### THE PROBLEM:
Pull out each line of the entries below that contains the string "asphalt". Case counts, so only matches with identical capitalization qualify.

>>>

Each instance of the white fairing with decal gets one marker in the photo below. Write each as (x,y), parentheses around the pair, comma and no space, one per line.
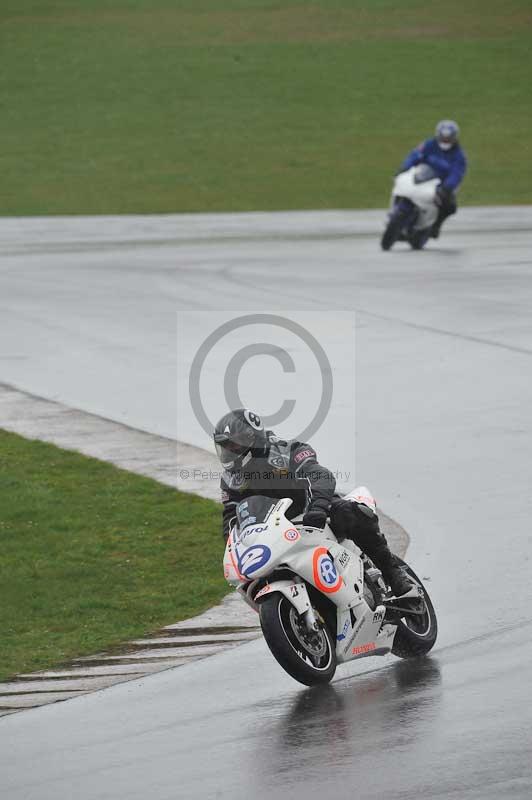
(315,558)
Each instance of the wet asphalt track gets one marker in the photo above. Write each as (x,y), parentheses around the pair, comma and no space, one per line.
(444,433)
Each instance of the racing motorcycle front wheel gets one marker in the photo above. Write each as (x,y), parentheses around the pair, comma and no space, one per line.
(416,632)
(308,656)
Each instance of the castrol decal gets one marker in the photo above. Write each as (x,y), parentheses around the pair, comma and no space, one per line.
(326,575)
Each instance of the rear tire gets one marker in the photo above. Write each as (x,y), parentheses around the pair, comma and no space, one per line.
(309,661)
(391,234)
(415,634)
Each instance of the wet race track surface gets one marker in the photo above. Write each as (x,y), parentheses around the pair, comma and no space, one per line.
(444,437)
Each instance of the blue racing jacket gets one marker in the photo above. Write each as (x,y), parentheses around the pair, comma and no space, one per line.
(450,164)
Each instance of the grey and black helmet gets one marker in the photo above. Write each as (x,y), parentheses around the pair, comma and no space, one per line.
(237,434)
(447,132)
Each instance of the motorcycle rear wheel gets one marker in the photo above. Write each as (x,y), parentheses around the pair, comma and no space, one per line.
(310,659)
(416,634)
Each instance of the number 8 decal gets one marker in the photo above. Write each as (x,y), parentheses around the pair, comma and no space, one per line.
(253,419)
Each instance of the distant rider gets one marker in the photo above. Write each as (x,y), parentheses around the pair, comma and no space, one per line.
(444,154)
(256,462)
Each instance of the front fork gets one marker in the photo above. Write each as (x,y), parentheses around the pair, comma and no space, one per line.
(297,595)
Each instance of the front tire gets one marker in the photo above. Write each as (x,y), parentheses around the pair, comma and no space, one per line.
(310,659)
(416,634)
(391,234)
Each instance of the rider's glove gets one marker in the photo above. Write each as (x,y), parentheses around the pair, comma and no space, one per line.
(315,518)
(443,196)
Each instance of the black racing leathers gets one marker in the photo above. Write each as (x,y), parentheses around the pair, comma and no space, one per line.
(281,469)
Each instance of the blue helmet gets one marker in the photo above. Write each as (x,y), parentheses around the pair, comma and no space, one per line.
(236,436)
(447,132)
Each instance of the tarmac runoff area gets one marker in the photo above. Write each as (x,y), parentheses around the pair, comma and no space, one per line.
(225,626)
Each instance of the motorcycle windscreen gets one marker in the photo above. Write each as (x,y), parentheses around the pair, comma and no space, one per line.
(254,510)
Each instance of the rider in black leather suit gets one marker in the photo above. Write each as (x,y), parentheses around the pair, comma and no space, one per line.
(256,462)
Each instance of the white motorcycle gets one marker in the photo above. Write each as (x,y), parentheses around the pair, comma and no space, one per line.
(413,209)
(321,602)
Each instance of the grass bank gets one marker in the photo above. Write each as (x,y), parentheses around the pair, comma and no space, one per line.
(91,555)
(196,105)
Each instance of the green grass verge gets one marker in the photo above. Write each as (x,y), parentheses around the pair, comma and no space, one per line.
(196,105)
(91,555)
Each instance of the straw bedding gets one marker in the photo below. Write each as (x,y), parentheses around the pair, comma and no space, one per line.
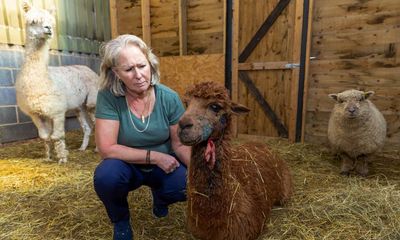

<<<

### SOLUTION BELOW:
Each instance of the wet asphalt track gets one marker in the photo above. Write each as (x,y), parentheses around the pair, comma and no space, one per line.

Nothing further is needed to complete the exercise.